-------- Stored data --------
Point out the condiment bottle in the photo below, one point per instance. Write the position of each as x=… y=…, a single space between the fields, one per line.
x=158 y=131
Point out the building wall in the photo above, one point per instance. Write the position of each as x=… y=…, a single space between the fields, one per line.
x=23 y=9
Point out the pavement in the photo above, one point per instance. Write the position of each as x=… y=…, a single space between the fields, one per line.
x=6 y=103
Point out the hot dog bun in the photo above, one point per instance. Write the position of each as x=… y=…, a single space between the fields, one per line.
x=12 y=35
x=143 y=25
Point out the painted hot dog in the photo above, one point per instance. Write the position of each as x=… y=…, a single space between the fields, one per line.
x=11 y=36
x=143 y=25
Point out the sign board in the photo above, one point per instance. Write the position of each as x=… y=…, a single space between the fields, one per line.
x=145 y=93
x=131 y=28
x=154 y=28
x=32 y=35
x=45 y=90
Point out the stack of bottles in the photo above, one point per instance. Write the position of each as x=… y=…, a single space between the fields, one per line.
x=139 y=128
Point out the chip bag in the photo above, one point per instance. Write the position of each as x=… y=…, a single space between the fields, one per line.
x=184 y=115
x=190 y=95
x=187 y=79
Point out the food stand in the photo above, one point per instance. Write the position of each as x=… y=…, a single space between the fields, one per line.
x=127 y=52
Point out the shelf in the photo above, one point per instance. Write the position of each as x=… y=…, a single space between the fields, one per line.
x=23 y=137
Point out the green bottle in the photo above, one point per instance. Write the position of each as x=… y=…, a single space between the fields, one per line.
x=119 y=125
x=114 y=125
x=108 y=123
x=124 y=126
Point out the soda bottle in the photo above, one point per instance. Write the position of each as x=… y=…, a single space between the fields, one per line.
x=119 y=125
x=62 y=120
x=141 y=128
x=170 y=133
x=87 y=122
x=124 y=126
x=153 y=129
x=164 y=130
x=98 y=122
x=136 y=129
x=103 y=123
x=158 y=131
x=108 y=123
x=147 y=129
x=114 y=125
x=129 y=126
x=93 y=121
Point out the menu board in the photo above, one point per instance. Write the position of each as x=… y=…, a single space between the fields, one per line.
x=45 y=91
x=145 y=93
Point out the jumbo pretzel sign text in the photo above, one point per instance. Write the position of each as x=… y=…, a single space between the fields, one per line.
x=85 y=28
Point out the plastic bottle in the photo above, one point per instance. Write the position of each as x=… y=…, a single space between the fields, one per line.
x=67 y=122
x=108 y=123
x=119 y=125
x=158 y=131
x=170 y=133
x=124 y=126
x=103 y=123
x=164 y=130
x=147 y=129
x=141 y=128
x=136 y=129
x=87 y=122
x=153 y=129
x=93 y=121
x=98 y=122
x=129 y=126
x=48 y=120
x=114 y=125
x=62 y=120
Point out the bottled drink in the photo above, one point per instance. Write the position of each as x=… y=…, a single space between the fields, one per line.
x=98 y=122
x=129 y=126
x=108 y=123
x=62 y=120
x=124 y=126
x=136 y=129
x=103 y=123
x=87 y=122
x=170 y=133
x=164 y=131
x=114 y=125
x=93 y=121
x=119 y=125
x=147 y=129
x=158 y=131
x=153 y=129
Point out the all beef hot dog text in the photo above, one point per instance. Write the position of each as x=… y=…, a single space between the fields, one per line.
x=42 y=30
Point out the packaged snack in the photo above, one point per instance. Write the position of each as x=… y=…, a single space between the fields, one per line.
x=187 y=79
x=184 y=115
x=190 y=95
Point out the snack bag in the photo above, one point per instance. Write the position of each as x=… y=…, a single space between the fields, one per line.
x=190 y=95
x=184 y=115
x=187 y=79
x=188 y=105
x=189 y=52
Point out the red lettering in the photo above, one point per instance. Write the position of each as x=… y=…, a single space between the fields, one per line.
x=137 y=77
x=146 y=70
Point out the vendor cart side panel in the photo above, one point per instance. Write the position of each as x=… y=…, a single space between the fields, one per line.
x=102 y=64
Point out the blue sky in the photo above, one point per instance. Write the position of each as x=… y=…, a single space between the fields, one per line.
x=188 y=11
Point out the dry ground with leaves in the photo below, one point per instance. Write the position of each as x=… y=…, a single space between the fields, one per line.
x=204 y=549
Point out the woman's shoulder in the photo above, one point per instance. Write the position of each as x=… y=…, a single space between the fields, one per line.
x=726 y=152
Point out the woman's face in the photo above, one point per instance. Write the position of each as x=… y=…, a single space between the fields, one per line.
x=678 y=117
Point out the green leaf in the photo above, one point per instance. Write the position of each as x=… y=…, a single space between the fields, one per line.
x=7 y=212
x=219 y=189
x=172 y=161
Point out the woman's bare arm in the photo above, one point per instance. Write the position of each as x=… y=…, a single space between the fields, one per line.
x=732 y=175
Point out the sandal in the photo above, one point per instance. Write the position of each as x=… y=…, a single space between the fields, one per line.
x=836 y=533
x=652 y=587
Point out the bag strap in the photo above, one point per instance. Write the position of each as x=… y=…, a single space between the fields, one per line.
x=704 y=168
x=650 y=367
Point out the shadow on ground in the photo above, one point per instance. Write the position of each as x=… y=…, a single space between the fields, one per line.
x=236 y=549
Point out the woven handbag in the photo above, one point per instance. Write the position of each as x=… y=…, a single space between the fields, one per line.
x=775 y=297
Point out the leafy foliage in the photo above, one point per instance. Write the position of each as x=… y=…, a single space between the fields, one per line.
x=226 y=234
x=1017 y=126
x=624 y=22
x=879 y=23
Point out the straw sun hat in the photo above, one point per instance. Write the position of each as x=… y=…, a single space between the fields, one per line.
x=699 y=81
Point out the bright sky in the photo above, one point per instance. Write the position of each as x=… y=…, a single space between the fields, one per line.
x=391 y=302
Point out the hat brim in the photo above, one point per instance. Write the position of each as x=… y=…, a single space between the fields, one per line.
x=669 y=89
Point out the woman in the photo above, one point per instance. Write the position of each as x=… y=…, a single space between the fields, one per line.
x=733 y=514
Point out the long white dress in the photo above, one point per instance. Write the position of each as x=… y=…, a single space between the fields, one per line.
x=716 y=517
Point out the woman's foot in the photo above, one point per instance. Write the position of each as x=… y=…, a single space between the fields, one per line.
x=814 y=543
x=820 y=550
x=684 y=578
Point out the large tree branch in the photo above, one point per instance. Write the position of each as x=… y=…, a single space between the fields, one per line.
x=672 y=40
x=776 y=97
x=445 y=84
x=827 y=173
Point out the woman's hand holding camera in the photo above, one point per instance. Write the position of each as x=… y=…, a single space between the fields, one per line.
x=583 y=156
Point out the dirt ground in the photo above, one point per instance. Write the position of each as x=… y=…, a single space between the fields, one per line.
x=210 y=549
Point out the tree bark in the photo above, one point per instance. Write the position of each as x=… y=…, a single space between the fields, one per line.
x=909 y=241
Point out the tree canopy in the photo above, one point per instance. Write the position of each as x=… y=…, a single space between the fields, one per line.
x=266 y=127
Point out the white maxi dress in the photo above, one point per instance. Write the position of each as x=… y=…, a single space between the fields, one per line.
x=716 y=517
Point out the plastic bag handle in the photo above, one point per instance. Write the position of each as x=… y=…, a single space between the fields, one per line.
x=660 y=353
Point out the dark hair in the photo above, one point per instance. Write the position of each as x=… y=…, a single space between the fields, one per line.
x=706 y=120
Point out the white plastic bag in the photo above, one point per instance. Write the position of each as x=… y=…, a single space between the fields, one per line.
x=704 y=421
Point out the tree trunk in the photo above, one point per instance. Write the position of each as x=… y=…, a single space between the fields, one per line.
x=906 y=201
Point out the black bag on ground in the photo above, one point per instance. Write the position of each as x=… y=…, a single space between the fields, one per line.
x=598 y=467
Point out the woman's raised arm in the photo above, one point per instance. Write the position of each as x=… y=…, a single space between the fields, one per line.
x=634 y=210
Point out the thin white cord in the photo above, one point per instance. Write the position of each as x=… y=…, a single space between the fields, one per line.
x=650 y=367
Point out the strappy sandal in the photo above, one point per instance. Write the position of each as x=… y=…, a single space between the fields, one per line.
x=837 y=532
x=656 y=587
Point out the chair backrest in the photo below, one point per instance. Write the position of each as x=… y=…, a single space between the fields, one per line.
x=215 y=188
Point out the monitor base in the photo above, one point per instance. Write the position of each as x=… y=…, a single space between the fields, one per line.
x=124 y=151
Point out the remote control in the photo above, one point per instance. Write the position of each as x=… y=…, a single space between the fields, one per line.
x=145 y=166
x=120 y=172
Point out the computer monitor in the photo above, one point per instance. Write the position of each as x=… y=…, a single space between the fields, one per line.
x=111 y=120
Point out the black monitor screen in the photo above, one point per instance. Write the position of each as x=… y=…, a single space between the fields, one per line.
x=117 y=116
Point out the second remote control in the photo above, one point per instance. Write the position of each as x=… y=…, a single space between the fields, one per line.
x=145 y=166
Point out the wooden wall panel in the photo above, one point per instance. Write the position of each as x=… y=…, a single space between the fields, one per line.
--------
Required task → Copy the lines word for word, starting at the line containing "Point out the large" and ending at the line containing "x=598 y=467".

Written solution →
Point out the large tree branch in the photo above, one point per instance. Write the position of each as x=… y=…, a single space between the fields, one per line.
x=672 y=40
x=776 y=97
x=445 y=84
x=827 y=173
Point out the woman's hand holding camera in the photo above, one point per instance. Write the position of each as x=… y=…, a single space between the fields, one per line.
x=583 y=156
Point out the dirt ground in the photo above, one point per instance. Write the position of each as x=… y=…, a single space between the fields, one per line.
x=210 y=549
Point out the tree bark in the photo above, one point per instance. Write the position of each as x=… y=…, a single space between the fields, one per line.
x=909 y=241
Point out the tree canopy in the photo above, one point per instance. Write the position of each as x=… y=…, a single space between the fields, one per line.
x=266 y=127
Point out the white maxi dress in the photo above, one point per instance. Write the position of each as x=… y=…, a single space between the fields, one per line.
x=716 y=517
Point out the plastic bag handle in the photo above, one point per instance. Write the position of each as x=… y=…, a single space between the fields, one per line.
x=660 y=353
Point out the dark hair in the photo above, one point per instance. Write the position of each as x=… y=…, a single space between the fields, one per line.
x=706 y=120
Point out the white plastic bag in the photo above, one point per instance. Write the position of each as x=… y=…, a single space between the fields, one per line.
x=704 y=421
Point out the tree trunk in the photo above, one point per instance. Write the position of each as x=… y=…, a single space between the fields, one per line.
x=906 y=201
Point out the black bag on ground in the photo above, one point per instance. Write the position of each as x=… y=…, a single space between the fields, one per line.
x=598 y=467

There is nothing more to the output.